**Problems and tasks**
**a)** According to the thread on the lock-free trace scheme, what field does the proposed simpler scheme add to struct CPUState?
**b)** Reproduce the part of the thread on the lock-free trace scheme that opens with the words containing "Oops, we missed" and closes with "the delayed bitmap.".
**c)** Pick up the thread on the lock-free trace scheme after its last line and keep writing it.

* START Passage given *

This lock-free scheme looks broken to me.  Consider the following case
with threads A and B:

A: atomic_set(&cpu->trace_dstate_delayed_req, false);
A: atomic_set(&cpu->trace_dstate_must_delay, true);
B: if (!atomic_read(&vcpu->trace_dstate_must_delay)) { /* false */
A: atomic_set(&cpu->trace_dstate_must_delay, false);
A: if (unlikely(atomic_read(&cpu->trace_dstate_delayed_req))) { /* false */
B: atomic_set(&vcpu->trace_dstate_delayed_req, true);

Oops, we missed the delayed update.

Now when A runs the next iteration we forget there was a delayed req:

A: atomic_set(&cpu->trace_dstate_delayed_req, false);

As a result even the next iteration may not copy the delayed bitmap.

Perhaps you should use RCU.

Or use a simpler scheme:

struct CPUState {
    ...
    uint32_t dstate_update_count;
};

In trace_event_set_vcpu_state_dynamic():

    if (state) {
        trace_events_enabled_count++;
        set_bit(vcpu_id, vcpu->trace_dstate_delayed);
	atomic_inc(&vcpu->dstate_update_count, 1);
        (*ev->dstate)++;
    } ...

In cpu_exec() and friends:

    last_dstate_update_count = atomic_read(&vcpu->dstate_update_count);

    tb = tb_find(cpu, last_tb, tb_exit);
    cpu_loop_exec_tb(cpu, tb, &last_tb, &tb_exit, &sc);

    /* apply and disable delayed dstate changes */
    if (unlikely(atomic_read(&cpu->dstate_update_count) != last_dstate_update_count)) {
        bitmap_copy(cpu->trace_dstate, cpu->trace_dstate_delayed,
        trace_get_vcpu_event_count());
    }

(You'll need to adjust the details but the update counter approach
should be workable.)

Stefan
Paolo Bonzini Jan. 10, 2017, 4:31 p.m. UTC | #2
On 09/01/2017 18:01, Stefan Hajnoczi wrote:
> Or use a simpler scheme:
> 
> struct CPUState {
>     ...
>     uint32_t dstate_update_count;
> };
> 
> In trace_event_set_vcpu_state_dynamic():
> 
>     if (state) {
>         trace_events_enabled_count++;
>         set_bit(vcpu_id, vcpu->trace_dstate_delayed);
> 	atomic_inc(&vcpu->dstate_update_count, 1);
>         (*ev->dstate)++;
>     } ...

* END Passage given *
* START Material provided *

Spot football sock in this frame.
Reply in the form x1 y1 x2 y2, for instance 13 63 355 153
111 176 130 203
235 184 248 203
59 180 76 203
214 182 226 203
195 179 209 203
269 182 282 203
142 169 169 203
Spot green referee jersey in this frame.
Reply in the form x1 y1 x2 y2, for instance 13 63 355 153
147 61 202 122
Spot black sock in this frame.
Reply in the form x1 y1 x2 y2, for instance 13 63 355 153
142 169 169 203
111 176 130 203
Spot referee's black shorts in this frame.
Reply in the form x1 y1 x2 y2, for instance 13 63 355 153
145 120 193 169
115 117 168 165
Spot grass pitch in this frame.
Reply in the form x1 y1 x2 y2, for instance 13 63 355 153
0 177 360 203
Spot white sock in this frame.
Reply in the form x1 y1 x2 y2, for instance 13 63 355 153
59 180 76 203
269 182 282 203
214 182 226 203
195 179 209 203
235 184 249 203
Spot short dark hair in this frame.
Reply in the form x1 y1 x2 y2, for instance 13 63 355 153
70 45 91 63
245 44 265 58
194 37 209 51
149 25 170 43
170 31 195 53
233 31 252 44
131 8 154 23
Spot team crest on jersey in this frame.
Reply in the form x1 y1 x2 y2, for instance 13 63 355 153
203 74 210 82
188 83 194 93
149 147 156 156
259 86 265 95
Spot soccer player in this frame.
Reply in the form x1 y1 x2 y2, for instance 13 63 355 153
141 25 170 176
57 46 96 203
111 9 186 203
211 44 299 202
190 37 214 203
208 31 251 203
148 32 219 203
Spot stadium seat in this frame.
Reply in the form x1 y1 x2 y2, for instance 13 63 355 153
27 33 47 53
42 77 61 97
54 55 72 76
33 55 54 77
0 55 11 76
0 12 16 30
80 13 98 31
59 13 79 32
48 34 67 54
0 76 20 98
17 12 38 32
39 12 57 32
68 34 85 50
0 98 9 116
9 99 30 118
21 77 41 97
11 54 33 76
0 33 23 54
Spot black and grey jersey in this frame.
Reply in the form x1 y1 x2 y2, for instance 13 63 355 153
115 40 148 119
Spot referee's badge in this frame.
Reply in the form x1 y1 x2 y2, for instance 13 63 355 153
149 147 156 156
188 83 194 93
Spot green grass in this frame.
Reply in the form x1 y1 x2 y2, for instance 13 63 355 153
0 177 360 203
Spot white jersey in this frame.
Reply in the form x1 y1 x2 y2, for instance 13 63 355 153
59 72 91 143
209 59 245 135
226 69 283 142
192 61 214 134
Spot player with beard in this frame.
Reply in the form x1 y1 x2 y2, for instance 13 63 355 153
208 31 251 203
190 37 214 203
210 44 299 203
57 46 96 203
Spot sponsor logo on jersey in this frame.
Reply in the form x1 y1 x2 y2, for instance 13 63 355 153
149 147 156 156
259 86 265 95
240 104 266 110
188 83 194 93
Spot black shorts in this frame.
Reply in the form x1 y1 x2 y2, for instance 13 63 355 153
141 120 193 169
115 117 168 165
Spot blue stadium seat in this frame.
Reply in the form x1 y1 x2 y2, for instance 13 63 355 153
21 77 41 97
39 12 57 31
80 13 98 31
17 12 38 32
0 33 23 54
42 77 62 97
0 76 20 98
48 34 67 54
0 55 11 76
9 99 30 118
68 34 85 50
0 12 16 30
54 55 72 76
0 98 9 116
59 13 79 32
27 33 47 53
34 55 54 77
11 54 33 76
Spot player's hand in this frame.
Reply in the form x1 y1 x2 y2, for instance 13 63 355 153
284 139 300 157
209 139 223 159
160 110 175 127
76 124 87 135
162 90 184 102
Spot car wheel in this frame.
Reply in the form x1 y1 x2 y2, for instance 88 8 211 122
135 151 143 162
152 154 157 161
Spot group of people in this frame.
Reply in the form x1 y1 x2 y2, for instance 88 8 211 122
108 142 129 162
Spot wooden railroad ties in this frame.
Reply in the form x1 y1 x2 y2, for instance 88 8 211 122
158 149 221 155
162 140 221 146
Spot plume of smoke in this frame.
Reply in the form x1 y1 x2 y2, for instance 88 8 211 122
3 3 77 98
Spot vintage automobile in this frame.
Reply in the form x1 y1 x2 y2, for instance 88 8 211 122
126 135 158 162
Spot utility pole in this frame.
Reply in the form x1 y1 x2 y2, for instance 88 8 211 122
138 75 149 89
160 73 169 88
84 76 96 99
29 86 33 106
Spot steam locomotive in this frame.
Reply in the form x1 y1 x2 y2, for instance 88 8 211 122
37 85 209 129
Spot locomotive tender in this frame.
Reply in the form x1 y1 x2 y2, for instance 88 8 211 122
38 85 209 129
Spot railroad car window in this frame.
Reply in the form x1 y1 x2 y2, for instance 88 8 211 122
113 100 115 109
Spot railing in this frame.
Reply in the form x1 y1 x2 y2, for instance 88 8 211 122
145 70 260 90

* END Material provided *

**Answers to each task**
**a)** uint32_t dstate_update_count

**b)**
Oops, we missed the delayed update.

Now when A runs the next iteration we forget there was a delayed req:

A: atomic_set(&cpu->trace_dstate_delayed_req, false);

As a result even the next iteration may not copy the delayed bitmap.

**c)**
> 
> In cpu_exec() and friends:
> 
>     last_dstate_update_count = atomic_read(&vcpu->dstate_update_count);
> 
>     tb = tb_find(cpu, last_tb, tb_exit);
>     cpu_loop_exec_tb(cpu, tb, &last_tb, &tb_exit, &sc);
> 
>     /* apply and disable delayed dstate changes */
>     if (unlikely(atomic_read(&cpu->dstate_update_count) != last_dstate_update_count)) {
>         bitmap_copy(cpu->trace_dstate, cpu->trace_dstate_delayed,
>         trace_get_vcpu_event_count());
>     }
> 
> (You'll need to adjust the details but the update counter approach
> should be workable.)

Would it work to use async_run_on_cpu?

Thanks,

Paolo
Stefan Hajnoczi Jan. 11, 2017, 4:16 p.m. UTC | #3
On Tue, Jan 10, 2017 at 05:31:37PM +0100, Paolo Bonzini wrote:
> On 09/01/2017 18:01, Stefan Hajnoczi wrote:
> > Or use a simpler scheme:
> > 
> > struct CPUState {
> >     ...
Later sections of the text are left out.